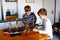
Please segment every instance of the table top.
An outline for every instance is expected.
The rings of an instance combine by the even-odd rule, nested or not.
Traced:
[[[14,37],[5,37],[3,32],[0,31],[0,40],[45,40],[50,36],[47,34],[39,34],[37,32],[23,33],[22,35]]]

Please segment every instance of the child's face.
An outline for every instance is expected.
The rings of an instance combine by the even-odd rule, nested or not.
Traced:
[[[41,14],[39,14],[39,17],[40,17],[42,20],[45,19],[45,15],[41,15]]]
[[[25,12],[27,15],[30,15],[30,11],[28,11],[28,12]]]

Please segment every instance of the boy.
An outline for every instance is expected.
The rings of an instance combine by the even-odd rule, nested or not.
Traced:
[[[39,11],[38,11],[38,16],[41,18],[42,20],[42,25],[43,27],[38,30],[38,29],[34,29],[36,32],[40,32],[42,34],[48,34],[51,38],[53,37],[53,33],[52,33],[52,25],[51,25],[51,22],[49,20],[49,18],[47,17],[47,11],[46,9],[44,8],[41,8]],[[33,30],[33,31],[34,31]],[[49,38],[49,40],[51,40],[51,38]]]
[[[36,16],[33,12],[31,12],[31,7],[29,5],[26,5],[24,7],[25,14],[23,15],[23,23],[26,24],[27,21],[29,23],[29,26],[36,23]],[[30,26],[31,29],[33,29],[32,26]]]

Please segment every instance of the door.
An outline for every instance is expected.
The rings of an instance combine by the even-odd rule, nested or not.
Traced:
[[[47,10],[47,16],[52,24],[54,23],[54,6],[55,0],[43,0],[43,7]]]

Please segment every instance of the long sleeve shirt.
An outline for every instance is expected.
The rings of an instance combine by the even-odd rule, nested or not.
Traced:
[[[33,18],[34,17],[34,18]],[[36,23],[36,16],[35,16],[35,14],[34,13],[30,13],[30,15],[29,16],[27,16],[26,15],[26,13],[23,15],[23,18],[22,18],[23,20],[23,23],[25,24],[26,22],[27,22],[27,20],[29,21],[29,24],[30,23]]]

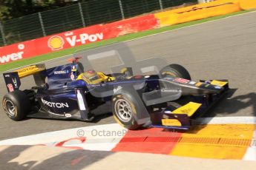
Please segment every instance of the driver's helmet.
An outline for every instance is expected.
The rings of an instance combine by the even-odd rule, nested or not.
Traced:
[[[96,72],[93,69],[88,69],[83,73],[83,76],[85,78],[89,79],[91,81],[98,80],[99,76]]]

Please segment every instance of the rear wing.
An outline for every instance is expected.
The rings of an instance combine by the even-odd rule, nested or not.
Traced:
[[[45,75],[42,74],[45,69],[45,65],[42,64],[26,67],[12,72],[4,73],[4,78],[8,92],[18,90],[22,84],[20,79],[29,75],[33,75],[37,86],[45,83]]]

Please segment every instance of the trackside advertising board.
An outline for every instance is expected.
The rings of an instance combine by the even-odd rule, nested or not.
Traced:
[[[115,38],[158,26],[154,15],[97,24],[0,47],[0,64],[82,44]]]

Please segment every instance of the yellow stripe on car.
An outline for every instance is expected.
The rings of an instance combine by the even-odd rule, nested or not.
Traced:
[[[228,82],[226,81],[212,81],[211,82],[211,85],[219,86],[224,86],[226,84],[227,84]]]
[[[179,107],[178,109],[174,110],[172,113],[174,114],[186,114],[188,117],[193,115],[193,114],[201,106],[201,103],[197,103],[194,102],[189,102],[188,103],[184,105],[183,106]]]

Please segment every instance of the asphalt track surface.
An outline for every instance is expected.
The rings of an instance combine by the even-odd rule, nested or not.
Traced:
[[[163,33],[127,42],[137,60],[155,56],[185,66],[192,79],[229,79],[227,98],[206,117],[256,116],[256,13]],[[67,63],[70,56],[45,62],[47,67]],[[0,77],[0,98],[7,92]],[[30,86],[30,79],[22,81]],[[0,140],[86,126],[115,123],[111,115],[94,123],[29,118],[11,120],[0,109]]]

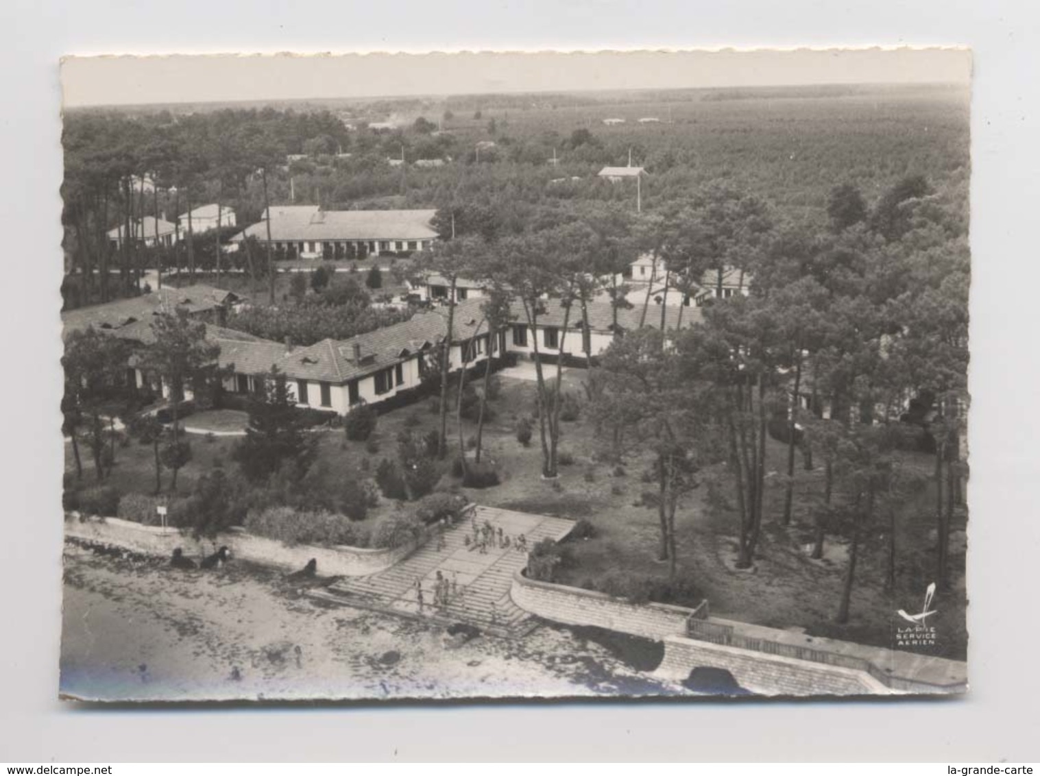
──────────────────────────────
■ **REQUIRED WORK**
Lay out the lines above, from the line containing "Please segment every instance of the child's" through the line containing "[[[25,12],[27,15],[30,15],[30,11],[28,11],[28,12]]]", as a Markdown table with the columns Row and Text, one line per row, and leave out any blank lines.

■ **RESULT OF THE TASK**
| Row | Text |
|---|---|
| 1 | Please segment every instance of the child's face. |
| 2 | An outline for every instance is expected. |
| 3 | The rings of an instance combine by the even-odd rule, nested or not. |
| 4 | Traced: |
| 5 | [[[41,14],[39,14],[39,17],[40,17],[42,20],[45,19],[45,15],[41,15]]] |
| 6 | [[[25,12],[27,15],[30,15],[30,11],[28,11],[28,12]]] |